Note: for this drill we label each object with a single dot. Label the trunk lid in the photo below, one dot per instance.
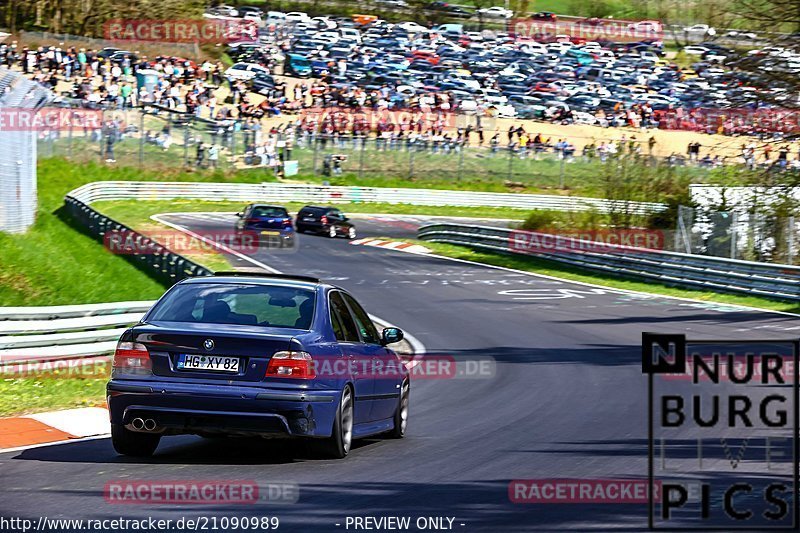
(176, 349)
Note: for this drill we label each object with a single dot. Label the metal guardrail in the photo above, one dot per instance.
(46, 334)
(285, 192)
(671, 268)
(157, 260)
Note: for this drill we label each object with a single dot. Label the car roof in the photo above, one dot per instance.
(268, 205)
(258, 278)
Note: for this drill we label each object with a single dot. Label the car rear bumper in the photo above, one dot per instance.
(180, 408)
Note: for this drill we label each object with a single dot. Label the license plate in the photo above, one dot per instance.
(215, 363)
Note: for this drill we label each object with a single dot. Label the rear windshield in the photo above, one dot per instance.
(246, 305)
(266, 211)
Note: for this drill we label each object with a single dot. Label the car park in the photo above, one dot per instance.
(495, 12)
(502, 69)
(256, 355)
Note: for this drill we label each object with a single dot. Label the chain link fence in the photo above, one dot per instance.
(158, 137)
(735, 235)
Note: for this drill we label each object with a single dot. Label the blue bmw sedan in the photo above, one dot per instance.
(257, 355)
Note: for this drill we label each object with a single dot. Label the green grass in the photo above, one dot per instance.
(25, 395)
(56, 264)
(136, 213)
(550, 268)
(477, 170)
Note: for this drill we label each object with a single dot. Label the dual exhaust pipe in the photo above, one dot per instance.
(140, 424)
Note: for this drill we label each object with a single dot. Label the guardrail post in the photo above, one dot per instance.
(510, 162)
(460, 162)
(141, 140)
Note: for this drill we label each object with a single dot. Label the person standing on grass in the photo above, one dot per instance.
(201, 155)
(213, 155)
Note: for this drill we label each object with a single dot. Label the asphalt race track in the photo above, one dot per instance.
(567, 400)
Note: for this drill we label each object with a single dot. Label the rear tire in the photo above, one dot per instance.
(401, 415)
(337, 446)
(131, 443)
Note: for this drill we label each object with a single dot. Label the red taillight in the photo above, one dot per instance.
(298, 365)
(131, 358)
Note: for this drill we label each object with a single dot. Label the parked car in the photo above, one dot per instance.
(264, 355)
(326, 220)
(496, 12)
(545, 16)
(245, 71)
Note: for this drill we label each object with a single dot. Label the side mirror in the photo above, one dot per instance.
(391, 335)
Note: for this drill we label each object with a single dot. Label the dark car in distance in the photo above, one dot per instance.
(325, 220)
(271, 224)
(264, 355)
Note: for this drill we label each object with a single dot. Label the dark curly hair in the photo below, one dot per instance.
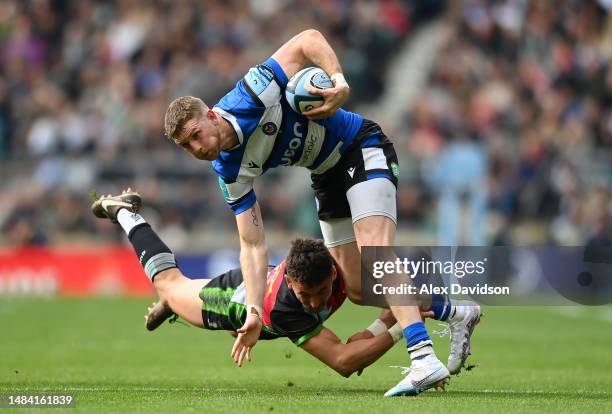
(309, 262)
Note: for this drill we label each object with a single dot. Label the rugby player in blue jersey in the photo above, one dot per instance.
(354, 172)
(301, 293)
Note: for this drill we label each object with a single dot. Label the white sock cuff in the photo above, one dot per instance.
(129, 220)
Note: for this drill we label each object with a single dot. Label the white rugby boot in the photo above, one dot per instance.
(424, 373)
(461, 327)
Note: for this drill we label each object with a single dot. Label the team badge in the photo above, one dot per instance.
(395, 169)
(269, 128)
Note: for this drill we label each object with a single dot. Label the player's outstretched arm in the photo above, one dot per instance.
(311, 46)
(254, 264)
(347, 358)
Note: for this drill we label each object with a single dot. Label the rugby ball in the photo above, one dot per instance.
(297, 93)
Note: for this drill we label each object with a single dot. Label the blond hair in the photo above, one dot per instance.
(179, 112)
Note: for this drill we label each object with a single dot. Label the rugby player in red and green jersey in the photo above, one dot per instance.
(301, 293)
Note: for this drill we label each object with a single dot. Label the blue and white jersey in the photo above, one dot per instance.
(270, 134)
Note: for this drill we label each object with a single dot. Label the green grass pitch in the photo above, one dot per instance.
(528, 360)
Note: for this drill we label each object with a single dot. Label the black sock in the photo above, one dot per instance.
(153, 253)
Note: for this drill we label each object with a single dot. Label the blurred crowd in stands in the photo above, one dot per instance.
(517, 119)
(515, 123)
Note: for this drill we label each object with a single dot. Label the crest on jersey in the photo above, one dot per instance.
(269, 128)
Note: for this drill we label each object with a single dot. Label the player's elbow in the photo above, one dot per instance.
(312, 36)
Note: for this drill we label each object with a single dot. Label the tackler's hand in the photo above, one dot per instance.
(246, 339)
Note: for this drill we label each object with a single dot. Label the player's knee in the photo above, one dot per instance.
(166, 281)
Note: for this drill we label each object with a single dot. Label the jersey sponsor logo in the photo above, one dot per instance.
(269, 128)
(293, 145)
(258, 78)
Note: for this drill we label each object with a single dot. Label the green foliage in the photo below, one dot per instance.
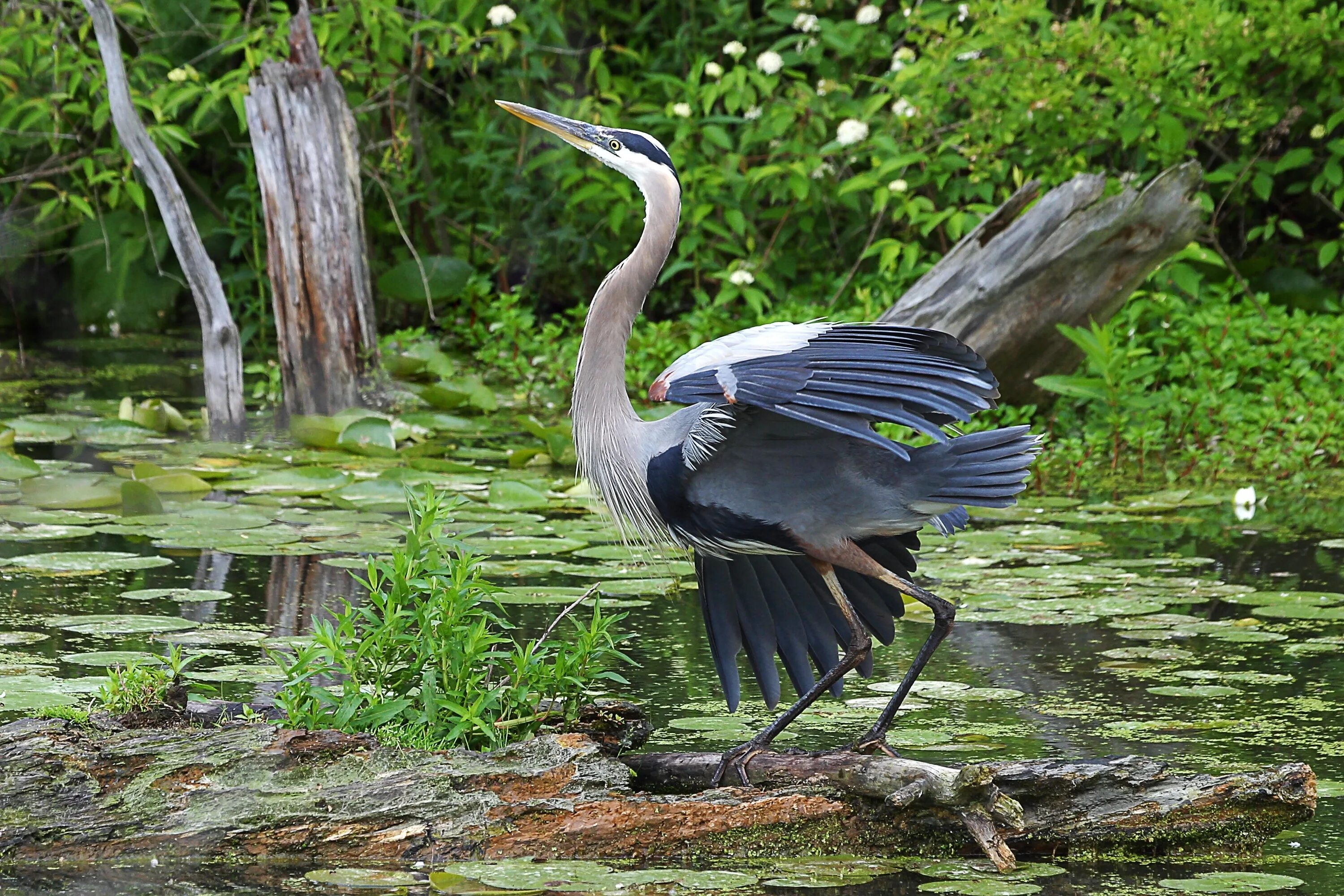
(1202, 379)
(140, 687)
(428, 661)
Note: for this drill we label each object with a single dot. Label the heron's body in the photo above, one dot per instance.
(800, 515)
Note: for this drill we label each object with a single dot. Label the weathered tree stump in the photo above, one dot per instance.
(306, 146)
(222, 355)
(1069, 258)
(260, 790)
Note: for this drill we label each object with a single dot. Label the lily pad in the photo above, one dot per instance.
(111, 657)
(17, 467)
(250, 673)
(515, 496)
(108, 625)
(21, 639)
(88, 562)
(980, 887)
(43, 532)
(370, 436)
(363, 878)
(1195, 691)
(525, 546)
(213, 637)
(183, 596)
(1232, 882)
(72, 491)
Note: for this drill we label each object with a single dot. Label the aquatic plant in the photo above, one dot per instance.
(428, 660)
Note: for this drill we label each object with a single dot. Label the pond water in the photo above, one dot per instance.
(1162, 625)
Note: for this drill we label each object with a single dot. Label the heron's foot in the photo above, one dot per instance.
(874, 743)
(737, 759)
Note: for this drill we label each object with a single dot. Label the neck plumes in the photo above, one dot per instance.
(607, 429)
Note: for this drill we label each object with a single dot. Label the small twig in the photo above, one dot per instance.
(1237, 274)
(854, 269)
(406, 240)
(565, 613)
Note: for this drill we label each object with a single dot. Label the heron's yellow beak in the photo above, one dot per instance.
(576, 133)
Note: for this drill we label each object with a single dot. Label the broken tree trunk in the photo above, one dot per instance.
(221, 348)
(306, 146)
(260, 790)
(1069, 258)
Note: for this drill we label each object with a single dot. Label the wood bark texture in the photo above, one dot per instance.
(221, 348)
(254, 790)
(306, 147)
(1069, 258)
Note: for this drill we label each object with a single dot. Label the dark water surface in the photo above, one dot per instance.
(1069, 683)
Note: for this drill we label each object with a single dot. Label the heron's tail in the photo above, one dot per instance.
(982, 469)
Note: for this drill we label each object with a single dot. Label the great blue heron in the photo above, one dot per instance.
(801, 518)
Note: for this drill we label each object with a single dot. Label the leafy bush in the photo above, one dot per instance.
(1199, 379)
(426, 661)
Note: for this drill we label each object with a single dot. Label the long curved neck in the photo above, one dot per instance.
(605, 424)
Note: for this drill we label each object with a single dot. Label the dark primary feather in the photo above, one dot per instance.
(777, 604)
(855, 374)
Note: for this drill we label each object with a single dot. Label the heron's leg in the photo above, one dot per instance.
(944, 614)
(858, 648)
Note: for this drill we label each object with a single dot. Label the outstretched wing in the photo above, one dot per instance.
(838, 377)
(767, 605)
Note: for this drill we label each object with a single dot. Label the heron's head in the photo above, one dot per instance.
(636, 155)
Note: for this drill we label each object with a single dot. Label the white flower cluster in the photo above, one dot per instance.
(851, 131)
(500, 15)
(904, 109)
(769, 62)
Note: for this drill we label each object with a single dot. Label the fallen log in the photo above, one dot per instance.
(1073, 257)
(252, 790)
(220, 344)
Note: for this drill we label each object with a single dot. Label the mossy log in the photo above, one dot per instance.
(1073, 257)
(249, 790)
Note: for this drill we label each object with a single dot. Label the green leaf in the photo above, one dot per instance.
(370, 436)
(1296, 158)
(139, 499)
(447, 277)
(1088, 387)
(17, 467)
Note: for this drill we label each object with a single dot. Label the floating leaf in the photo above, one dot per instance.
(1195, 691)
(316, 430)
(250, 673)
(139, 499)
(89, 562)
(72, 491)
(213, 637)
(370, 436)
(111, 657)
(1232, 882)
(363, 878)
(515, 496)
(108, 625)
(21, 639)
(523, 546)
(45, 532)
(185, 596)
(17, 467)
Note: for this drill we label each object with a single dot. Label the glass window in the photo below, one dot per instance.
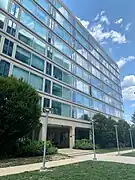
(40, 30)
(56, 107)
(8, 47)
(42, 16)
(57, 73)
(66, 93)
(4, 5)
(60, 59)
(2, 19)
(66, 110)
(48, 68)
(14, 10)
(30, 6)
(44, 4)
(25, 37)
(46, 102)
(4, 68)
(20, 73)
(57, 90)
(47, 86)
(36, 81)
(67, 78)
(27, 20)
(11, 28)
(49, 52)
(37, 63)
(23, 55)
(39, 45)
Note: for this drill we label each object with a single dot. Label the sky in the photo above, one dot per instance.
(112, 24)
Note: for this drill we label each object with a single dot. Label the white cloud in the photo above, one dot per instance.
(127, 26)
(100, 30)
(132, 105)
(104, 19)
(129, 93)
(84, 23)
(102, 12)
(119, 21)
(97, 17)
(128, 81)
(123, 60)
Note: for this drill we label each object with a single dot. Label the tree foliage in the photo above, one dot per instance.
(19, 111)
(105, 135)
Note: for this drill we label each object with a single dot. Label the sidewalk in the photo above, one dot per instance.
(109, 157)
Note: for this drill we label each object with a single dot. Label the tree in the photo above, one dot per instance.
(104, 131)
(19, 111)
(123, 133)
(133, 118)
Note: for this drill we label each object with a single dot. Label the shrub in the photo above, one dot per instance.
(83, 144)
(29, 148)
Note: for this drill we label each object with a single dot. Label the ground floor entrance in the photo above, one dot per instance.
(59, 136)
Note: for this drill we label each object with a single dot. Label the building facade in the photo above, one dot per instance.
(43, 43)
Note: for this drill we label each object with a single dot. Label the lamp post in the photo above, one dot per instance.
(117, 139)
(93, 138)
(131, 140)
(45, 110)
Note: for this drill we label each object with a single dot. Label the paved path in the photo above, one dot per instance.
(110, 157)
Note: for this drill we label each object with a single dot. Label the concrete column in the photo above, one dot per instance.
(72, 137)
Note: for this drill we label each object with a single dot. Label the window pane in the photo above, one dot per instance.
(23, 55)
(11, 28)
(56, 107)
(27, 20)
(8, 47)
(40, 30)
(66, 110)
(28, 4)
(15, 10)
(43, 4)
(46, 102)
(4, 5)
(36, 81)
(67, 78)
(66, 93)
(4, 68)
(57, 73)
(37, 63)
(48, 69)
(20, 73)
(39, 46)
(57, 90)
(2, 19)
(25, 37)
(47, 86)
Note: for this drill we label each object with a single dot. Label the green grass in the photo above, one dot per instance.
(101, 151)
(81, 171)
(131, 154)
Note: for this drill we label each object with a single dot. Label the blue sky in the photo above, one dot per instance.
(112, 24)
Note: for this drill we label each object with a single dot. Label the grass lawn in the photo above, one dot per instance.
(131, 154)
(81, 171)
(101, 151)
(29, 160)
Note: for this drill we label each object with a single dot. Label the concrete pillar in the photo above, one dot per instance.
(72, 137)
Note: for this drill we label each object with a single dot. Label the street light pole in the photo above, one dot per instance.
(94, 146)
(45, 110)
(131, 140)
(117, 139)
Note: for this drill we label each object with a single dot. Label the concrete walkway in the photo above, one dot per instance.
(109, 157)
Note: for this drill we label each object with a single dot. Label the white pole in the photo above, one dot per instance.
(117, 139)
(131, 140)
(94, 147)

● **CHALLENGE**: Repeat, without changes, every line from the one that contains "the concrete pillar" through the final line of the data.

● **RESPONSE TO THIS TASK**:
Note: for this drill we label each object with a single dot. Label the concrete pillar in the photo above, one dot per instance.
(72, 137)
Note: for this drill we label each object with a single dot. Label the street light pole in the photo above, one dot per instance.
(94, 146)
(45, 110)
(131, 140)
(117, 139)
Note: for this drill we label each object with a single dot. Label the concrete walkway in the photo above, one dot per instance.
(109, 157)
Note: for this drill we label each object with a single dot. Label the white pole in the photo above, one dot per instance.
(117, 139)
(131, 140)
(94, 147)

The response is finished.